DATA RECORDS:
───

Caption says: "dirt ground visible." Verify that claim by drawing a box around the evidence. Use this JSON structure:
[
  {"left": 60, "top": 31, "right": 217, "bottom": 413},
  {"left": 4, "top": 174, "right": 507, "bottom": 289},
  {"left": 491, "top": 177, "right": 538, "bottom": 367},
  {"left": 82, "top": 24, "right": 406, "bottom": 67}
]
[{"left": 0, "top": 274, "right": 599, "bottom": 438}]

───

TASK STATEMENT: Repeat each of the records above word for word, with no changes.

REPLY:
Caption says: "dirt ground visible." Verify that claim by drawing a box around the evidence. Use this JSON structure:
[
  {"left": 60, "top": 31, "right": 217, "bottom": 413},
  {"left": 4, "top": 174, "right": 507, "bottom": 289},
  {"left": 491, "top": 177, "right": 538, "bottom": 367},
  {"left": 82, "top": 24, "right": 406, "bottom": 67}
]
[{"left": 0, "top": 274, "right": 599, "bottom": 438}]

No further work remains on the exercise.